**Usando as informações:**
**a)** Copie literalmente o trecho sobre fé e pandemia desde "Ora, se a fé" até "apenas um alarido.", incluindo essas palavras.
**b)** Resuma em duas frases o trecho sobre fé e pandemia.
**c)** Dê continuidade ao trecho sobre fé e pandemia a partir da última frase apresentada.
═════ Trecho
Ora, se a fé não for capaz de nos dar consolo, ânimo, fortaleza, esperança neste momento, ela perde a sua legitimidade. Não podemos privatizar a fé a ponto de reservá-la somente para certos momentos, e ocultá-la em outros. Um renomado jornalista, de fé judaica, Alberto Dines, costumava dizer que da soma das omissões da imprensa, podemos elaborar a lista completa dos reais problemas pelos quais passa o povo. Ele criticava a imprensa no tempo da censura, da ditadura, que nem sempre teve coragem de estar ao lado de quem mais necessitava. Podemos fazer uma analogia com a fé e a pandemia: se jogarmos as dores do momento para fora do âmbito da fé, criaríamos um fosso intransponível na antropologia religiosa, e estaríamos proclamando que nossa fé é nada mais que um palavreado fútil, uma ideologia, apenas um alarido.
══════════
═════ Entradas apresentadas
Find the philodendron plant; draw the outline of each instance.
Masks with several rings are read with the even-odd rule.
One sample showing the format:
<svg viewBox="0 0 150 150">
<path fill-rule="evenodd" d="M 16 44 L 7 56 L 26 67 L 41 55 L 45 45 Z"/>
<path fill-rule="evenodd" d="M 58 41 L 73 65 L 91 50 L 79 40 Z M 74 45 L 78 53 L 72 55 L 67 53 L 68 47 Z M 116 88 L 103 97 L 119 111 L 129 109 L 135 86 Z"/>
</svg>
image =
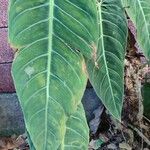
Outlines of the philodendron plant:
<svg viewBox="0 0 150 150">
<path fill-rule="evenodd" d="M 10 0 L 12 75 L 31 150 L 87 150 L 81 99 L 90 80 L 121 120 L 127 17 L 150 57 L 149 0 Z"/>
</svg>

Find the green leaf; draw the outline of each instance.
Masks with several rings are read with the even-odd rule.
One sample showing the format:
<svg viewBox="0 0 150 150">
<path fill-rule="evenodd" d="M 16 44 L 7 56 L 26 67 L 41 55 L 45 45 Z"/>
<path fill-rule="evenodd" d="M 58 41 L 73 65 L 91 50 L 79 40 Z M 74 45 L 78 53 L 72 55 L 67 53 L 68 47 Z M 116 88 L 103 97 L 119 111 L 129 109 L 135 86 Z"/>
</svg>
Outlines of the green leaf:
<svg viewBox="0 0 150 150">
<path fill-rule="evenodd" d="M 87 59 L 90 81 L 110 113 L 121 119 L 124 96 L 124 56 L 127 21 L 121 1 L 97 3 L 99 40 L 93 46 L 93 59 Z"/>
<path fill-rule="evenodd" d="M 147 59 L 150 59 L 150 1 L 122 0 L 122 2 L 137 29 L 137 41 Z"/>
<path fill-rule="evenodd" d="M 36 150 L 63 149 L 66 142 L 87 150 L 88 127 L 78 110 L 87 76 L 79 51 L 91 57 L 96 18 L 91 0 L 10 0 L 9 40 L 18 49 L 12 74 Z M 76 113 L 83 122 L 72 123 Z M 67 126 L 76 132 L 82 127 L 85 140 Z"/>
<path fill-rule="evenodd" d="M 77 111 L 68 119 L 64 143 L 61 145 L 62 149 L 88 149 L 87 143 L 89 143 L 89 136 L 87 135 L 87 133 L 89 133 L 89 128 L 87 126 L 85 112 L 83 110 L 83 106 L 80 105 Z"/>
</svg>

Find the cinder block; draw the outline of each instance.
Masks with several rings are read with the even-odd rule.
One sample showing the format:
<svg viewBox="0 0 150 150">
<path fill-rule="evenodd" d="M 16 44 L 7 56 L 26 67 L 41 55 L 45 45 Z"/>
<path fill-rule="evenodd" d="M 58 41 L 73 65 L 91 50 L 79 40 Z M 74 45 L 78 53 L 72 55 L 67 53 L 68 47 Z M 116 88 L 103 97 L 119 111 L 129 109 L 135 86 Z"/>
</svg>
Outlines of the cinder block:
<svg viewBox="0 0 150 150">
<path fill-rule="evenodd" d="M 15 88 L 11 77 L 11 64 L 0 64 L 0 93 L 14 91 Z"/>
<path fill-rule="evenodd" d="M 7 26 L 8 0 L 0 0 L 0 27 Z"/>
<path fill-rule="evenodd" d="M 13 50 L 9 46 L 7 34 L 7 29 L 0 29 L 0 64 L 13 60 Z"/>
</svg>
══════════
═════ Entradas apresentadas
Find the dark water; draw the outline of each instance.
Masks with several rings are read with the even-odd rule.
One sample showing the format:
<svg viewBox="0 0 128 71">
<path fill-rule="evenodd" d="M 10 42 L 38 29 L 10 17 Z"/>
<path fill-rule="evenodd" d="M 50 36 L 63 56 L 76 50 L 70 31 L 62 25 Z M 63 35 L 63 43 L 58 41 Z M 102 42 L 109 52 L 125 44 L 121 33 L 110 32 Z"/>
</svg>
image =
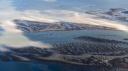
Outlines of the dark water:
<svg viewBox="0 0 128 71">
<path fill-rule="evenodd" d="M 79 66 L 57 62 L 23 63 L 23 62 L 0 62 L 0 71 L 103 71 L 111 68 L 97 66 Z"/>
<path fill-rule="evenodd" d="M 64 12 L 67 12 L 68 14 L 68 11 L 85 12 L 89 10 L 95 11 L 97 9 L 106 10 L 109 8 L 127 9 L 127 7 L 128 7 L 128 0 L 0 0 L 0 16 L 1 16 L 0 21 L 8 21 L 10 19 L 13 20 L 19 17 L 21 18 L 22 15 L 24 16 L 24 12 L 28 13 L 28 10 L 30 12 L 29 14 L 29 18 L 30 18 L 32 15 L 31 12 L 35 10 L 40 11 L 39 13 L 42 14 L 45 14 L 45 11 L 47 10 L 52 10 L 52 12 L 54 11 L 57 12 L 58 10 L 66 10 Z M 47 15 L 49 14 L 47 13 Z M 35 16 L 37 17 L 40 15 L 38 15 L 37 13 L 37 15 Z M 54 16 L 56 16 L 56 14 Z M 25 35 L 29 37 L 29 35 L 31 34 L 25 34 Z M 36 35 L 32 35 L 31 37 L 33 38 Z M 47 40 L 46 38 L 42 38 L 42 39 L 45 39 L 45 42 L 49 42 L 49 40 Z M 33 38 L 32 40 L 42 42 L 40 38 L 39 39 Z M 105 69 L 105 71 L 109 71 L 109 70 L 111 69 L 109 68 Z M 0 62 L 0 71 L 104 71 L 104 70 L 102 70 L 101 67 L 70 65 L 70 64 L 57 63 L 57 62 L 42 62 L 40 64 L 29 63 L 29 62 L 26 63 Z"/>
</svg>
══════════
**Respostas dos exercícios:**
**a)**
Ora, se a fé não for capaz de nos dar consolo, ânimo, fortaleza, esperança neste momento, ela perde a sua legitimidade. Não podemos privatizar a fé a ponto de reservá-la somente para certos momentos, e ocultá-la em outros. Um renomado jornalista, de fé judaica, Alberto Dines, costumava dizer que da soma das omissões da imprensa, podemos elaborar a lista completa dos reais problemas pelos quais passa o povo. Ele criticava a imprensa no tempo da censura, da ditadura, que nem sempre teve coragem de estar ao lado de quem mais necessitava. Podemos fazer uma analogia com a fé e a pandemia: se jogarmos as dores do momento para fora do âmbito da fé, criaríamos um fosso intransponível na antropologia religiosa, e estaríamos proclamando que nossa fé é nada mais que um palavreado fútil, uma ideologia, apenas um alarido.

**b)** O trecho afirma que a fé perde a sua legitimidade se não for capaz de dar consolo, ânimo, fortaleza e esperança neste momento, e que não se pode reservá-la somente para certos momentos e ocultá-la em outros. Em analogia com a crítica do jornalista Alberto Dines às omissões da imprensa, sustenta que jogar as dores da pandemia para fora do âmbito da fé criaria um fosso intransponível na antropologia religiosa e reduziria a fé a palavreado fútil, ideologia ou alarido.

**c)**
O momento provoca incertezas. E a fé pode gerar certeza. Não uma certeza no sentido da adivinhação, da evidência imediata. Pois, na linguagem da Carta aos Hebreus, “a fé uma posse antecipada do que se espera, um meio de demonstrar as realidades que não se veem” (11,1). Se dissermos que se trata de um ato racional, é porque o Novo Testamento usa a linguagem da analogia, sobretudo quando fala das “razões da esperança” (1Pd 3,15). Pedro falava no tempo das perseguições, dores semelhantes às que vivemos hoje por causa da infecção do vírus. Uma variante do versículo citado da Carta aos Hebreus fala da fé como “segurança das realidades esperadas [o céu?], convicção das realidades não desejadas [o inferno?]”. As interpretações podem ser várias, mas a insistência é colocada na fonte da qual brotam a fé e a perseverança, como aliás sugerem os exemplos da hagiografia do Antigo Testamento: “Foi pela fé que...” expressão retomada dezessete vezes na sequência da citação.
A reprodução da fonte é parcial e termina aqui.